This is partly a matter of getting used to it. Children who grow up reading comics find it intuitive and effortless, (as do, I assume, adults who have grown up reading newspaper comic strips). It can also be how each cartoonist balances text, speech, and the drawing within each panel and on each page. Some cartoonists are very heavy with text, and others are lighter. There is often the tendency to read the text and move on with only a cursory glance at the pictures, as we assume all the information to be conveyed is carried in the text, but in comics where the drawing is striking in some way, it is easier to slow down and savor the drawings for themselves. The worst, and I have seen it, is for a comic to be heavy with text that says too much and essentially describes explicitly what the picture shows, by which the text becomes redundant, an anchor hindering seamless flow. Text and drawings must be balanced, with each contributing separate elements which, conjoined, convey meaning that neither convey alone.
There is often the tendency to read the text and move on with only a cursory glance at the pictures, as we assume all the information to be conveyed is carried in the text, but in comics where the drawing is striking in some way, it is easier to slow down and savor the drawings for themselves.
Calvin and Hobbes was always striking because Watterson was such a powerful artist, and always wanted to shatter the box.
In fact I think it was his frustrations with the format that drove him into retirement (that and a lot of money).
Arguably it's the best comic strip ever done. Definitely the most beautiful, in my opinion.
And the name of the tiger is too funny.
Classic Comics worked very well, because the pictures were clearly there to supplement the text. The story dominated the graphics, which were simply trying to illustrate it. Something similar was true of Archie Comics and other "funny books." In graphic novels, the visual comes into its own and often competes with the words and the story. The graphic novel (and superhero comic books in their later years leading up to the graphic novel and the superhero films) are something different from the original product, and different readers will have different reactions to them.
I don’t hate graphic novels, they are like the toads under the porch, I know they exist, but I simply ignore them.
"Arguably (CALVIN AND HOBBES is) the best comic strip ever done. Definitely the most beautiful, in my opinion."
Arguably.
Many comics mavens would give that honor to George Herriman's KRAZY KAT, while others would argue for Schulz' PEANUTS. (Fans of more rarified work might suggest Winsor McKay's LITTLE NEMO'S ADVENTURES IN SLUMBERLAND. McKay, by the way, invented animated cartoons.)
I will nominate the short-lived but brilliant CUL DE SAC by the dead-too-young illustrator and cartoonist Richard Thompson as at least the equal of CALVIN AND HOBBES, if not in some subtle way the better of the two...or, at least, my personal preference. (If you're not familiar with it, see what you can find online. It was a 21st Century strip, debuting after CALVIN AND HOBBES and been retired, but ended too soon due to Thompson's tragic premature death from Parkinson's disease. Thompson didn't even have the 10 years Watterson enjoyed to present his imagined world to the world at large.)
Robert Cook writes, "McKay, by the way, invented animated cartoons."
Not so.
I will nominate the short-lived but brilliant CUL DE SAC by the dead-too-young illustrator and cartoonist Richard Thompson as at least the equal of CALVIN AND HOBBES
it's definitely readable!
future editor of the WaPo
Best of the "new" illustrators post Golden & Silver Age are/were DAVE STEVENS (The Rocketeer) STEVE RUDE (Nexus)...old school, Golden Age... HAL FOSTER, ALEX RAYMOND,
ROY CRANE, STEVE CANIFF, FUJI, REED CRANDALL, WALT KELLY...Silver Age...JACK KIRBY, CARMINE INFANTINO, JOE KUBERT, NICK CARDY, SY BARRY, WALLY WOOD, WILL ELDER, CURT SWAN...there are many more, but they were all at the top of the comic/graphic novel heap. Sadly, all are gone except Steve Rude.

[Referring expression grounding data]

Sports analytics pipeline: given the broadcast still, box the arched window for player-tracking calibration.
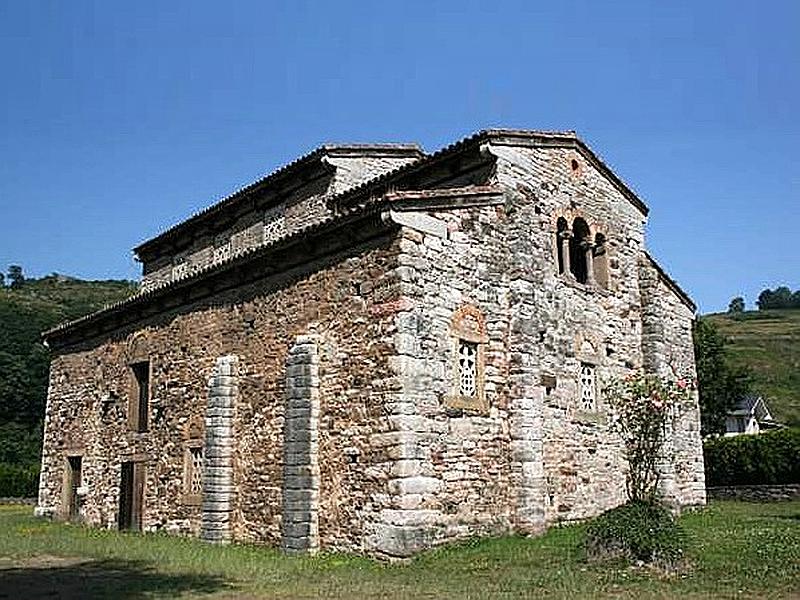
[592,233,608,289]
[556,217,569,274]
[569,217,591,283]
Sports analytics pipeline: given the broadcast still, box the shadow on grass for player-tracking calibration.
[0,559,233,600]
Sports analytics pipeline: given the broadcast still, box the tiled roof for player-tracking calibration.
[47,129,664,339]
[133,144,425,255]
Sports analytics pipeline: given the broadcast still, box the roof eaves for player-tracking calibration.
[133,146,326,255]
[644,251,697,313]
[41,205,388,341]
[133,143,425,255]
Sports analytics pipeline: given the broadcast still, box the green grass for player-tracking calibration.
[0,501,800,599]
[704,309,800,425]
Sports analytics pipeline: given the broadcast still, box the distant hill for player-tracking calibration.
[0,274,136,463]
[703,309,800,425]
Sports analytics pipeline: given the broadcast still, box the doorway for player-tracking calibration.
[118,461,145,531]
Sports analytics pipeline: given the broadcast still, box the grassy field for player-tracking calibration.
[0,501,800,599]
[704,309,800,425]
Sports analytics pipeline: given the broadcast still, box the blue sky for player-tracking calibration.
[0,0,800,312]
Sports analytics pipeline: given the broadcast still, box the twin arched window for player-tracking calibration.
[556,217,608,288]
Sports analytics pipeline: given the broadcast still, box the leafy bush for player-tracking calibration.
[586,501,685,567]
[703,429,800,486]
[0,463,39,498]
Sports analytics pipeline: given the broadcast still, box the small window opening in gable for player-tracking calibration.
[556,217,570,274]
[592,233,608,289]
[130,361,150,432]
[569,217,592,283]
[580,363,597,410]
[264,205,286,244]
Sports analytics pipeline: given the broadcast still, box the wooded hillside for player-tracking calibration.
[703,309,800,425]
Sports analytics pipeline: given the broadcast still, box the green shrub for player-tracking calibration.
[703,429,800,486]
[0,463,39,498]
[586,502,685,567]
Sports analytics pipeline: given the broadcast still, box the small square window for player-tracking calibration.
[580,363,597,410]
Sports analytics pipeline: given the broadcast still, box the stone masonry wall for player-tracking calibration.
[369,206,513,556]
[39,236,398,549]
[639,256,705,506]
[491,146,644,531]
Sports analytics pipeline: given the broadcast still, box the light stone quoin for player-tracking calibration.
[200,356,238,542]
[36,129,705,559]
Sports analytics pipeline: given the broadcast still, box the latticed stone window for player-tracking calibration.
[186,446,203,496]
[444,304,489,413]
[212,236,231,264]
[264,206,286,244]
[458,340,478,398]
[580,363,597,410]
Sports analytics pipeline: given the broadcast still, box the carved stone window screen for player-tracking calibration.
[444,304,489,413]
[580,363,597,410]
[458,340,478,398]
[186,446,203,495]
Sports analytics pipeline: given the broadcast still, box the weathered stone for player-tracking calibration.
[39,132,705,556]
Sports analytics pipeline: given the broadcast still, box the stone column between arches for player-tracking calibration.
[200,355,238,543]
[282,335,320,552]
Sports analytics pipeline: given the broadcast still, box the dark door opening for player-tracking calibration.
[67,456,83,521]
[118,462,144,531]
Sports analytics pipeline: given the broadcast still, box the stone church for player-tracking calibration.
[37,130,705,557]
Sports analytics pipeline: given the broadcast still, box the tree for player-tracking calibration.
[756,285,800,310]
[8,265,25,287]
[605,372,692,503]
[693,319,751,436]
[728,296,744,313]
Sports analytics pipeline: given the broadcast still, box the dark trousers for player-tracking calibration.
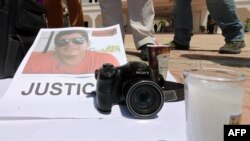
[44,0,84,28]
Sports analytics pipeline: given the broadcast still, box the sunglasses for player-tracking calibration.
[55,37,86,47]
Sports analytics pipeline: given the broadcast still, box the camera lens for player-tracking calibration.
[126,80,164,118]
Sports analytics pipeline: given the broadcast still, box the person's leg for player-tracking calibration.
[44,0,63,28]
[173,0,193,49]
[127,0,156,49]
[66,0,84,26]
[207,0,245,53]
[99,0,124,41]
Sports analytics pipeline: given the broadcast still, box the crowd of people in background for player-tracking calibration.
[37,0,245,57]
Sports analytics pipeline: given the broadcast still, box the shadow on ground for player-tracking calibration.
[181,54,250,68]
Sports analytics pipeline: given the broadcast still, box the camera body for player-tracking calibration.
[95,62,164,118]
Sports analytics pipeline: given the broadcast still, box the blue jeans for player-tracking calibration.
[174,0,244,45]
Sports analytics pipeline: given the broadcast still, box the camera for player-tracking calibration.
[95,62,164,118]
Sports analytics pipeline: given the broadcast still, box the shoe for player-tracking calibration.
[139,43,153,61]
[219,41,246,54]
[169,41,190,50]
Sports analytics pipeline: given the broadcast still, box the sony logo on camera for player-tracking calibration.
[135,70,150,75]
[224,125,250,141]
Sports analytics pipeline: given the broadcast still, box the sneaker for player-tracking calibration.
[219,41,246,54]
[139,43,153,61]
[169,41,189,50]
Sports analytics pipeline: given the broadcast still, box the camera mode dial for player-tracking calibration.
[100,63,116,78]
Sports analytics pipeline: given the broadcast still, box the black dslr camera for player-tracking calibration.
[95,62,184,118]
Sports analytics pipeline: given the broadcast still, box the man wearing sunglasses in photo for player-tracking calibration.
[23,30,119,74]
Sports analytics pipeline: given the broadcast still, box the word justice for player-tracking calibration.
[21,82,95,95]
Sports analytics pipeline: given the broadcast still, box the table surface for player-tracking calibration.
[0,79,186,141]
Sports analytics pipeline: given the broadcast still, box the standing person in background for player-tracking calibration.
[170,0,245,54]
[99,0,156,61]
[43,0,84,28]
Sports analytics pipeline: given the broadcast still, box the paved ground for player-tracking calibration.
[125,33,250,124]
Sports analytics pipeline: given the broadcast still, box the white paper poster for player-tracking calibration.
[0,25,127,118]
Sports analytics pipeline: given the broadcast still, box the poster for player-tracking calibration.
[0,25,127,118]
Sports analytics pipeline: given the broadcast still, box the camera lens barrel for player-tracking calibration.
[123,80,164,118]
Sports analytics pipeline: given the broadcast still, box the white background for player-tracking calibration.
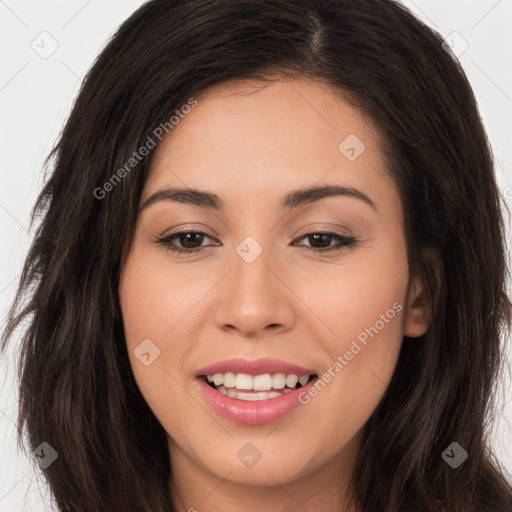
[0,0,512,512]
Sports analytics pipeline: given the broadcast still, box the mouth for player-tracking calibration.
[199,372,318,402]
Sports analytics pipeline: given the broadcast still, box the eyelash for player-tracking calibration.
[156,231,359,254]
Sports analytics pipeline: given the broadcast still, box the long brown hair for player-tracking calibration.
[2,0,512,512]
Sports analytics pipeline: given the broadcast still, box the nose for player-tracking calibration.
[215,242,295,338]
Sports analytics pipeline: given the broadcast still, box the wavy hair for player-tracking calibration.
[2,0,512,512]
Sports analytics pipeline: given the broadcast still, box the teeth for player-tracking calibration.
[206,372,310,392]
[299,375,309,386]
[217,386,293,402]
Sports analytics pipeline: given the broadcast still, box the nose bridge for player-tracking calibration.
[212,236,293,334]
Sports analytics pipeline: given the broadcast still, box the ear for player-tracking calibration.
[404,250,441,338]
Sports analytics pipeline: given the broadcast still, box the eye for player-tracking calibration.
[156,231,358,253]
[156,231,219,253]
[292,232,358,252]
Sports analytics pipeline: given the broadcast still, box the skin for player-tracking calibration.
[119,79,428,512]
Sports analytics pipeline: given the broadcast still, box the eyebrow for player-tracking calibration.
[140,185,378,211]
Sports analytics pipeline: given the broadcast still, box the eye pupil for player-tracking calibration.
[309,233,332,247]
[180,233,203,249]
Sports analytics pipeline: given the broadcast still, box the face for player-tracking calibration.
[119,80,428,496]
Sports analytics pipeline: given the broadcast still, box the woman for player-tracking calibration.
[2,0,512,512]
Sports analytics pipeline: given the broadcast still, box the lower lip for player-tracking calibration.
[196,377,317,425]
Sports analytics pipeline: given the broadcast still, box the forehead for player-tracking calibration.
[142,80,396,216]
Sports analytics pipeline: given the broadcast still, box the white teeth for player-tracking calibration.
[272,373,286,389]
[222,372,236,388]
[252,373,272,391]
[217,386,293,402]
[299,375,309,386]
[235,373,252,389]
[206,372,310,392]
[286,373,298,388]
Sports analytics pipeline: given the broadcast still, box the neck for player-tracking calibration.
[169,437,360,512]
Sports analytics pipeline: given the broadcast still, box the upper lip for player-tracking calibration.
[197,357,316,377]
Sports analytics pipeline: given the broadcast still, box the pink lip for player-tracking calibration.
[195,374,317,425]
[197,357,317,376]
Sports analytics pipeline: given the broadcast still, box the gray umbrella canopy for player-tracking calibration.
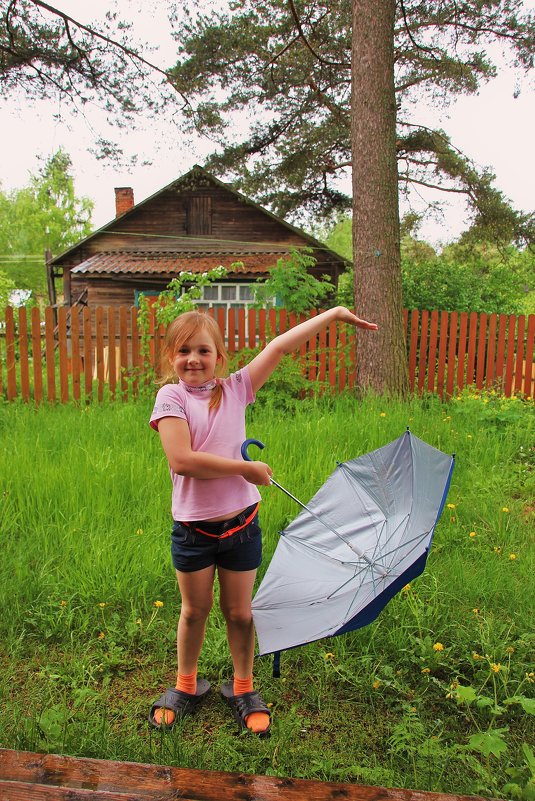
[253,431,453,655]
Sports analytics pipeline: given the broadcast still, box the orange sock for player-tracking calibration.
[234,676,269,734]
[154,670,197,726]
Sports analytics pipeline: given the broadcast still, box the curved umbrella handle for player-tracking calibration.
[241,439,266,462]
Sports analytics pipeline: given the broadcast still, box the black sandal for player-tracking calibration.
[221,681,271,737]
[149,679,210,729]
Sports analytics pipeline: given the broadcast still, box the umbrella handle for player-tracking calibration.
[241,439,266,462]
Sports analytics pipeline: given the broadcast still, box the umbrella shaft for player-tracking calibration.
[270,478,387,576]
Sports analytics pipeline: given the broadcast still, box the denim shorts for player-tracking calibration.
[171,505,262,573]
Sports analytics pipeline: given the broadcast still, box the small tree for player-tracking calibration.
[254,248,335,314]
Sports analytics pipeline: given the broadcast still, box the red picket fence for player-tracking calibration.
[0,306,535,403]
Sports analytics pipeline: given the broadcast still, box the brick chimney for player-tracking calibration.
[115,186,134,217]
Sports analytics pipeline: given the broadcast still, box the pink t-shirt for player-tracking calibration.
[150,367,260,522]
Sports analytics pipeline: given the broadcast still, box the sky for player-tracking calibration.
[0,0,535,247]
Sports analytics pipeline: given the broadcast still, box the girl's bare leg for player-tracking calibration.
[154,566,215,726]
[218,567,256,679]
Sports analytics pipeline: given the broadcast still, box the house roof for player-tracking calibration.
[50,164,347,266]
[71,251,281,276]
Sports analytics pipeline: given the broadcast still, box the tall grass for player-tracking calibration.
[0,394,535,798]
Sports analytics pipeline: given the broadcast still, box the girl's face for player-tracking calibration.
[171,330,221,386]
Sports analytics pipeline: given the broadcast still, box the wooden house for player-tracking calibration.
[49,166,346,308]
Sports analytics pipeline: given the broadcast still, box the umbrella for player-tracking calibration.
[242,430,454,671]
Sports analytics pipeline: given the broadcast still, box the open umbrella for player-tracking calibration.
[242,430,454,670]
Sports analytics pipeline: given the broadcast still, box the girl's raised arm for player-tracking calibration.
[249,306,377,392]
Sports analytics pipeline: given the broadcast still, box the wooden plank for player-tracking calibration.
[485,314,497,389]
[45,306,56,402]
[31,306,43,404]
[476,312,487,389]
[71,306,82,401]
[5,306,18,400]
[446,312,459,398]
[84,307,93,400]
[427,309,438,392]
[119,306,128,401]
[523,314,535,398]
[437,312,448,398]
[58,306,69,403]
[503,314,517,397]
[409,309,420,391]
[19,306,30,402]
[130,306,141,398]
[513,314,526,395]
[496,314,507,390]
[466,312,478,386]
[106,306,117,400]
[0,749,494,801]
[418,309,429,392]
[457,312,468,391]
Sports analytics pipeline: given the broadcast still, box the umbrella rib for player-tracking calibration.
[270,478,384,572]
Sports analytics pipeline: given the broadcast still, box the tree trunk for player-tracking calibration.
[351,0,408,395]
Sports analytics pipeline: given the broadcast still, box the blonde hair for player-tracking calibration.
[161,311,228,409]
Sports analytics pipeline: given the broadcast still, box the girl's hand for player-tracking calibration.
[336,306,379,331]
[242,462,273,487]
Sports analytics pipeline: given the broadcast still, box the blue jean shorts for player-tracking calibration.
[171,504,262,573]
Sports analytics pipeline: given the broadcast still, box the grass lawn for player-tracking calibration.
[0,386,535,799]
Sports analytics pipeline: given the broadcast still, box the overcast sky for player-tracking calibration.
[0,0,535,244]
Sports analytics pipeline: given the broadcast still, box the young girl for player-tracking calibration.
[149,306,377,736]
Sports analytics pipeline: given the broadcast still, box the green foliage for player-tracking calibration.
[320,218,535,314]
[171,0,535,234]
[0,149,93,298]
[254,248,335,314]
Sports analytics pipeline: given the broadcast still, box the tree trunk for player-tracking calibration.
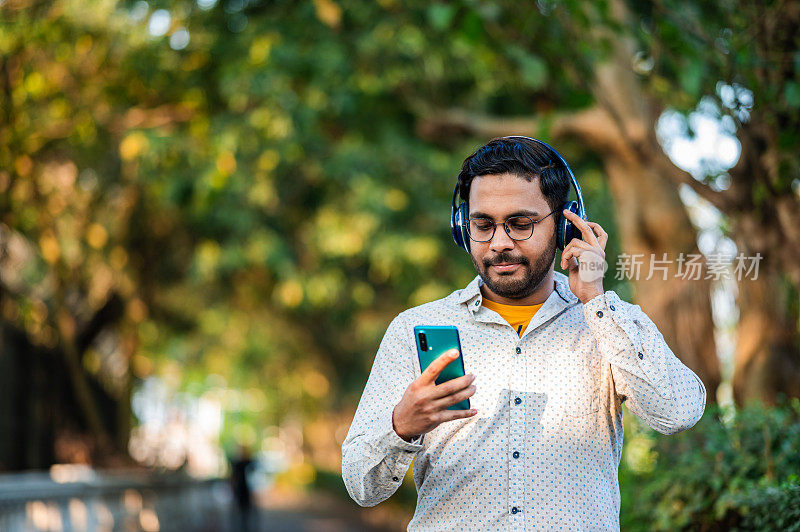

» **DIRECTIONS**
Copy the comics discussion again, beginning at the words "In fact I think" and stopping after "reactions to them.", with "tiger" changed to "cat".

» **YOUR SOLUTION**
In fact I think it was his frustrations with the format that drove him into retirement (that and a lot of money).
Arguably it's the best comic strip ever done. Definitely the most beautiful, in my opinion.
And the name of the cat is too funny.
Classic Comics worked very well, because the pictures were clearly there to supplement the text. The story dominated the graphics, which were simply trying to illustrate it. Something similar was true of Archie Comics and other "funny books." In graphic novels, the visual comes into its own and often competes with the words and the story. The graphic novel (and superhero comic books in their later years leading up to the graphic novel and the superhero films) are something different from the original product, and different readers will have different reactions to them.